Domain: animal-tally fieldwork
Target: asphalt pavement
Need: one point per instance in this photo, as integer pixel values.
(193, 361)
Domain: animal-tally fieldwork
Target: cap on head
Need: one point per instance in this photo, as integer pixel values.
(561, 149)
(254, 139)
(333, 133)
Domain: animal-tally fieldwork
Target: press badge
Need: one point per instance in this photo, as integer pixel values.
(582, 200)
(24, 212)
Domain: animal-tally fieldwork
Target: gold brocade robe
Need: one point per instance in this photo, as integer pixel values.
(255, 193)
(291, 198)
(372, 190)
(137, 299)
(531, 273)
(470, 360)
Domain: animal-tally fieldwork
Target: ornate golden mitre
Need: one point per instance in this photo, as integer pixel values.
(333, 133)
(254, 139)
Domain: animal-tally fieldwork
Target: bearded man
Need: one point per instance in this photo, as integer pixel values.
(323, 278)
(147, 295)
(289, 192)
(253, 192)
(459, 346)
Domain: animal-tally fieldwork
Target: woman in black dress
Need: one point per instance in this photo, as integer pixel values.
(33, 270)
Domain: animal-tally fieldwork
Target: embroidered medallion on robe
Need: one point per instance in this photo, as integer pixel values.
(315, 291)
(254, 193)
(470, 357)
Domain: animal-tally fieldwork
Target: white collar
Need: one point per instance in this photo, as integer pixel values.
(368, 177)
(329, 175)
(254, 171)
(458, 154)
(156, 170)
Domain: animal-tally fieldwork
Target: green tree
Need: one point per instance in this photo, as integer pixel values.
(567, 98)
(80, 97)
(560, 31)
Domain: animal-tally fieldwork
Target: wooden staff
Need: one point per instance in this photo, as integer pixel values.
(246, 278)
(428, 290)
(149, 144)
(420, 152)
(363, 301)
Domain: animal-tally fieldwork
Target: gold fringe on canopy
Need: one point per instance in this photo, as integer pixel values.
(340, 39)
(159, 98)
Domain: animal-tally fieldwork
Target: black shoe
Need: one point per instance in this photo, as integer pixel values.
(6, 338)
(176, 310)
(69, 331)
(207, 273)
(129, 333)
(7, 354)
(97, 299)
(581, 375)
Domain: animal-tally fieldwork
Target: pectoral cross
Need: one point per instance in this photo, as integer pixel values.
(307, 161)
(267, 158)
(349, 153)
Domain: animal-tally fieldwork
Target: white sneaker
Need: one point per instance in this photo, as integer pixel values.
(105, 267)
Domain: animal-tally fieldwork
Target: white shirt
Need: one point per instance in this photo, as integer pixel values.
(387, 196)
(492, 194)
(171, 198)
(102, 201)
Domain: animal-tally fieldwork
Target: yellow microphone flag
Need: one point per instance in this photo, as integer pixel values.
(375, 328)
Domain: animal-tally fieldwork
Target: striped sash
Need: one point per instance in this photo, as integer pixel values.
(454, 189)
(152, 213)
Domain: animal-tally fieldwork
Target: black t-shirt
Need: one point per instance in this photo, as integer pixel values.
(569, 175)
────────────────
Would you reproduce the material above in full, exactly as given?

*Correct output*
Domain: animal-tally fieldwork
Target: asphalt pavement
Need: one point per instance in this photo, as integer pixel values.
(193, 361)
Domain: animal-tally fieldwork
Target: cap on head
Need: one point per instance in this photo, as integer pixel values.
(561, 149)
(254, 139)
(333, 133)
Domain: animal-tally fieldwork
Target: press badge
Need: one point per instance in this photo, as integer pixel values.
(582, 200)
(24, 212)
Domain: animal-tally fieldwork
Target: gold brocade robe
Need: one point per instance in this photo, as integer pixel values.
(255, 193)
(291, 198)
(372, 190)
(137, 299)
(531, 273)
(470, 360)
Domain: animal-tally fieldwork
Target: ornate golden mitre
Need: one point per instance in this photo, as integer pixel values.
(333, 133)
(254, 139)
Domain: animal-tally fieldwork
Target: bearded man
Need: one point per instance in this photo, as integer pixel values.
(323, 278)
(147, 295)
(289, 192)
(253, 192)
(459, 346)
Domain: animal-tally fieldwork
Target: woman in black dress
Need: one point per instance in this photo, as integer pixel values.
(33, 270)
Domain: animal-tally fieldwork
Target: embroidered medallion on robe
Need: one point per instance in this photo, as integer pixel values.
(315, 291)
(254, 193)
(470, 357)
Domain: animal-tally fieldwork
Target: white collar
Need: one point per instance in this photo, as integer pixel values.
(368, 177)
(329, 175)
(254, 171)
(458, 154)
(156, 170)
Domain: animal-tally fieldwork
Target: green tree
Need: one point per instance in this photo, as integer pixel values.
(567, 98)
(80, 97)
(560, 31)
Domain: animal-tally fieldwork
Target: wooden staff
Need: one point per instance in this photo, as integer pixel values.
(246, 278)
(428, 290)
(149, 144)
(420, 152)
(363, 301)
Domain: animal-tally fieldwork
Target: gold fringe on canopy
Need: one point per instance in this photo, as integer pixel values.
(340, 39)
(159, 98)
Domain: animal-tally fieldwork
Target: black shoe
Need: one point per instance in this photo, as integer pixel values.
(6, 338)
(176, 310)
(69, 331)
(207, 273)
(129, 333)
(7, 354)
(97, 299)
(581, 375)
Domain: animal-tally fieldwork
Target: pectoral cross
Need: one point per instance in this photo, as integer pixel values.
(307, 161)
(267, 158)
(349, 153)
Domain: animal-tally fieldwork
Target: white sneaker
Need: one point per instance in this photo, as integer pixel values.
(105, 267)
Domain: animal-tally fieldwork
Target: white shirt
Need: one point per instance in this photo, as integer pixel values.
(387, 196)
(492, 194)
(171, 198)
(102, 201)
Domain: animal-tally fieldwork
Target: yellow microphone flag
Need: one point per instance in this photo, as integer pixel values.
(375, 328)
Domain: animal-tally fieldwork
Target: striped sash
Need: one point per instance in this photo, as integer pixel values.
(454, 189)
(152, 213)
Domain: animal-tally fieldwork
Target: black t-shirt
Need: one point per instance in this photo, as integer pixel values.
(569, 175)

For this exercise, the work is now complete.